## Excerpt to read
┌──

SECURITIES AND EXCHANGE COMMISSION

Washington, D.C. 20549

 

 

FORM 8-K

 

CURRENT REPORT

Pursuant to Section 13 or Section 15(d) of the Securities Exchange Act of 1934

 

Date of Report (Date of earliest event reported): December 7, 2015

 

Inventergy Global, Inc.

(Exact name of registrant as specified in its charter)

 

Delaware 000-26399 62-1482176
(State or other jurisdiction
of incorporation)
(Commission
File Number)

(IRS Employer

Identification No.)

 

 

900 E. Hamilton Avenue #180

Campbell, CA

95008
(Address of principal executive offices) (Zip Code)

 

 

Registrant’s telephone number, including area code: (408) 389-3510

 

 

Not Applicable

(Former name or former address, if changed since last report)

 

 

Check the appropriate box below if the Form 8-K filing is intended to simultaneously satisfy the filing obligation to the registrant under any of the following provisions:

 

¨Written communications pursuant to Rule 425 under the Securities Act (17 CFR 230.425)

 

¨Soliciting material pursuant to Rule 14a-12 under the Exchange Act (17 CFR 240.14a-12)

 

¨Pre-commencement communications pursuant to Rule 14d-2(b) under the Exchange Act (17 CFR 240.14d-2(b))

 

¨Pre-commencement communications pursuant to Rule 13e-4(c) under the Exchange Act (17 CFR 240.13e-4(c))

 

 

 

 

 

 

Item 5.03. Amendments to Articles of Incorporation or Bylaws; Change in Fiscal Year.

 

As previously disclosed in a Current Report on Form 8-K filed with the Securities and Exchange Commission on September 10, 2015, the stockholders of Inventergy Global, Inc. (the “Company”) approved, at the Company’s annual meeting of stockholders on September 9, 2015, an amendment to the Company’s amended and restated certificate of incorporation (the “Charter”) to effect a reverse stock split of the Company’s common stock within a range of between one-for-two to one-for-ten. On December 4, 2015, the board of directors of the Company approved a one-for-ten reverse stock split. On December 7, 2015, the Company filed a certificate of amendment to its Charter (the “Certificate of Amendment”) with the Secretary of State of the State of Delaware to effect the reverse stock split.

└──

## Set tasks
1. Decide whether each statement agrees with the Form 8-K excerpt. For each, answer yes or no and quote the deciding words.
(a) The board of directors approved a one-for-five reverse stock split.
(b) The annual meeting of stockholders took place on September 9, 2015.
(c) The Company's principal executive offices are in Campbell, CA.
2. According to the Form 8-K excerpt, on what date did the Company file the certificate of amendment to its Charter?
3. Rewrite everything in the Form 8-K excerpt from "As previously disclosed" down to "the reverse stock split.", replacing "annual meeting" with "special meeting".

## Raw data
┌──

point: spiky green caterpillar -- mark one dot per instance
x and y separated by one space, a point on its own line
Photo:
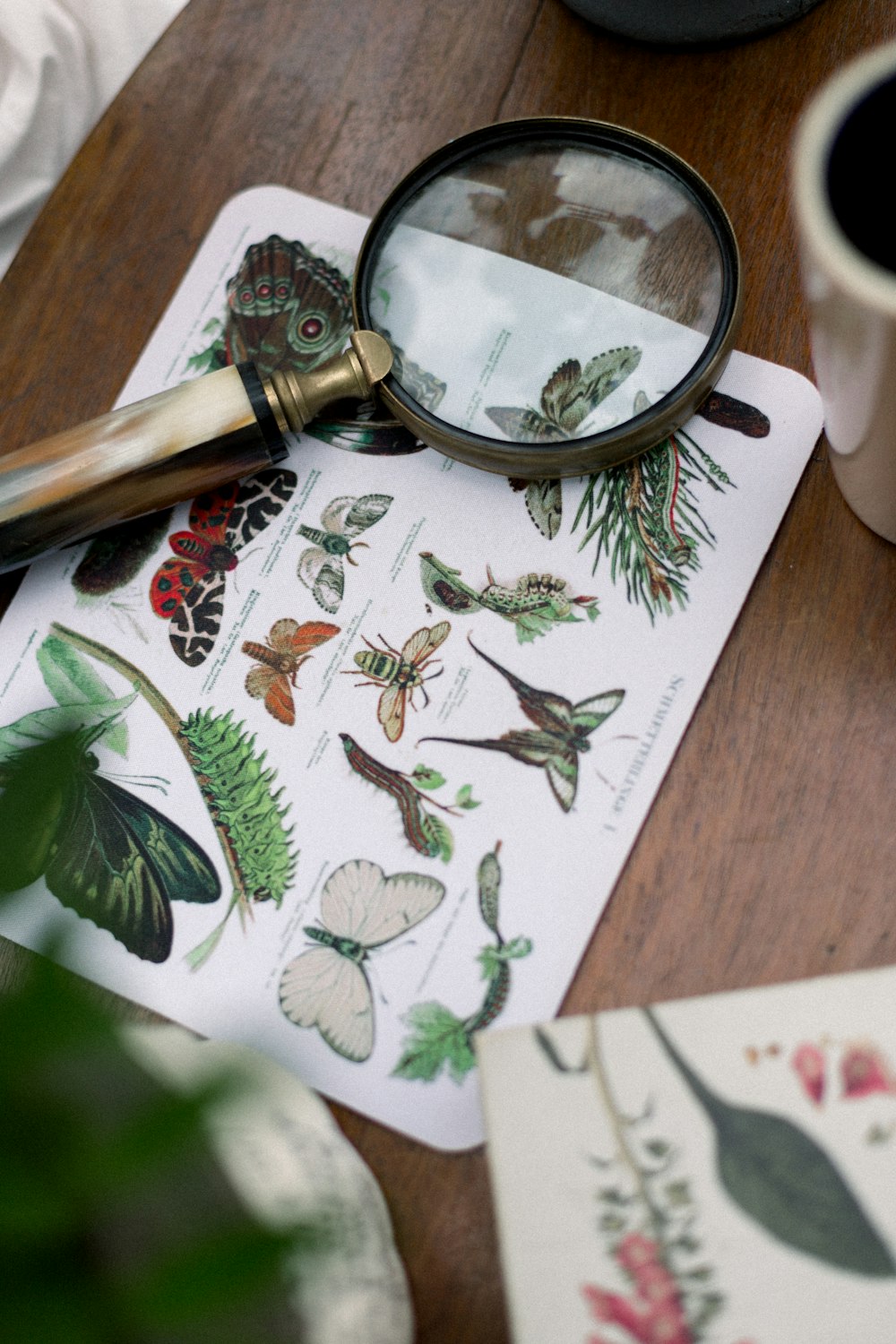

└──

## List of solutions
1.
(a) No: "the board of directors of the Company approved a one-for-ten reverse stock split"
(b) Yes: "at the Company’s annual meeting of stockholders on September 9, 2015"
(c) Yes: "Campbell, CA"

2. December 7, 2015.

3.
As previously disclosed in a Current Report on Form 8-K filed with the Securities and Exchange Commission on September 10, 2015, the stockholders of Inventergy Global, Inc. (the “Company”) approved, at the Company’s special meeting of stockholders on September 9, 2015, an amendment to the Company’s amended and restated certificate of incorporation (the “Charter”) to effect a reverse stock split of the Company’s common stock within a range of between one-for-two to one-for-ten. On December 4, 2015, the board of directors of the Company approved a one-for-ten reverse stock split. On December 7, 2015, the Company filed a certificate of amendment to its Charter (the “Certificate of Amendment”) with the Secretary of State of the State of Delaware to effect the reverse stock split.